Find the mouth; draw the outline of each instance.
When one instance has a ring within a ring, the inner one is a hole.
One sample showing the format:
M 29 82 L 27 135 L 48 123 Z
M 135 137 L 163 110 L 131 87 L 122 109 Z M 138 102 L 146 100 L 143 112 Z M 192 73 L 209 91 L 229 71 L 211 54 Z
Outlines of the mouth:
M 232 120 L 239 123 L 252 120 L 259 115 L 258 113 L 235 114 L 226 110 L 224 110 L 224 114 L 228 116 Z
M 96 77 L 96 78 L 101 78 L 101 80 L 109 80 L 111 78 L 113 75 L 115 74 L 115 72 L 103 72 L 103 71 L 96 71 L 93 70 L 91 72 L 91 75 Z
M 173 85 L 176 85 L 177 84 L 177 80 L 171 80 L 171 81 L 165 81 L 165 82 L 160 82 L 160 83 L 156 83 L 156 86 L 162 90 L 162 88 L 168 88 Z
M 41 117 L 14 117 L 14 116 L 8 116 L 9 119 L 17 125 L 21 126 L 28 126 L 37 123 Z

▬▬▬

WHAT THE TASK REQUIRES:
Rewrite all the records, changing "mouth" to "lips" and keeping everything else the same.

RESULT:
Find the lips; draw the outline of each instance.
When one instance has a ring within a ring, the inner one is a hole.
One sample showing the format:
M 29 82 L 27 135 L 48 123 Z
M 135 137 L 163 110 L 131 87 L 122 109 Z M 138 102 L 146 100 L 143 112 Z M 192 73 L 209 91 L 229 71 L 211 54 Z
Outlines of the lips:
M 232 120 L 239 123 L 252 120 L 259 115 L 258 113 L 235 114 L 226 110 L 224 110 L 224 114 L 228 116 Z
M 96 77 L 96 78 L 101 78 L 101 80 L 109 80 L 111 78 L 113 75 L 115 74 L 115 72 L 103 72 L 103 71 L 96 71 L 93 70 L 91 72 L 91 75 Z
M 173 85 L 176 85 L 177 84 L 177 80 L 171 80 L 171 81 L 165 81 L 165 82 L 160 82 L 160 83 L 156 83 L 156 86 L 162 90 L 162 88 L 168 88 Z
M 41 117 L 14 117 L 14 116 L 8 116 L 9 119 L 17 125 L 21 126 L 28 126 L 37 123 Z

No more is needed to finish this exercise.